**GIVEN EXERCISE:**
Rewrite these lines, replacing "street lamp" with "streetlight" and changing nothing else.

**GIVEN DATA:**
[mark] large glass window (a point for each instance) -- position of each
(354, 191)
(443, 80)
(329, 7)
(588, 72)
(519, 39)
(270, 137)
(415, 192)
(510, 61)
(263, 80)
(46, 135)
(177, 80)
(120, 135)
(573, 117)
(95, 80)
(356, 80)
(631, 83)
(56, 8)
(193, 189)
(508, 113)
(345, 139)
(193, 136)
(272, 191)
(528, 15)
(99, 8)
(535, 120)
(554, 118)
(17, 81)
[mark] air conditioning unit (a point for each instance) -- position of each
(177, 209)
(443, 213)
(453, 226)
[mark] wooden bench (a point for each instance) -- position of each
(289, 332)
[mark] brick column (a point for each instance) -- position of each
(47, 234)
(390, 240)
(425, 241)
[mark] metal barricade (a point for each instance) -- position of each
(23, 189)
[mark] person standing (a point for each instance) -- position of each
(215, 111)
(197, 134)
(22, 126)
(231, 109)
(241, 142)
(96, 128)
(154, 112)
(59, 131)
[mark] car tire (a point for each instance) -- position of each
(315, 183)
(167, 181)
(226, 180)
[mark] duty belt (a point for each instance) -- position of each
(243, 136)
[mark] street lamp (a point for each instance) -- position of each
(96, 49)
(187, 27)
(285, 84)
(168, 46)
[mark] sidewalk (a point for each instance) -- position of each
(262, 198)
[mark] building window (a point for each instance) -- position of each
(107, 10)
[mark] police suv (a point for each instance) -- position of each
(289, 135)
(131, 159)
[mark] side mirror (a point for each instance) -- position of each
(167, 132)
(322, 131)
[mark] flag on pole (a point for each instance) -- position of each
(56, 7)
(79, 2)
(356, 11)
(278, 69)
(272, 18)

**WRITTEN SOLUTION:**
[mark] large glass window (a point for each instance) -- position of each
(354, 191)
(443, 80)
(329, 7)
(588, 72)
(519, 39)
(270, 137)
(415, 192)
(510, 61)
(263, 80)
(46, 135)
(177, 80)
(120, 135)
(573, 117)
(95, 80)
(356, 80)
(631, 83)
(56, 8)
(193, 189)
(508, 113)
(345, 139)
(193, 136)
(272, 191)
(528, 15)
(99, 8)
(535, 120)
(554, 118)
(17, 81)
[mark] air conditioning unit (a point for each instance) -- position of each
(177, 209)
(443, 213)
(453, 226)
[mark] wooden bench (a point for each instance) -- position of each
(289, 332)
[mark] brick column (a point for each instance) -- position of each
(47, 234)
(390, 240)
(425, 241)
[mark] metal barricade (a point for each instance) -- position of each
(23, 189)
[mark] person standing (a point for each instance) -- position of each
(215, 111)
(197, 134)
(22, 126)
(231, 109)
(241, 142)
(96, 128)
(154, 112)
(59, 131)
[mark] car tire (a point for each instance) -- position of each
(315, 183)
(167, 181)
(226, 180)
[mark] duty belt (a point for each instance) -- position of each
(243, 136)
[mark] streetlight (a point for each instance) -- position of each
(96, 49)
(187, 27)
(285, 84)
(168, 46)
[mark] sidewalk (a point for each instance) -- position of each
(262, 198)
[mark] building window (a point for each instance) -- position of each
(107, 10)
[mark] police suv (a point for each instance) -- position of each
(289, 135)
(131, 159)
[mark] side mirror (a point for each instance) -- position of each
(167, 132)
(322, 131)
[mark] flag on pole (a point for each instance) -- position of each
(56, 7)
(79, 2)
(356, 11)
(278, 69)
(272, 18)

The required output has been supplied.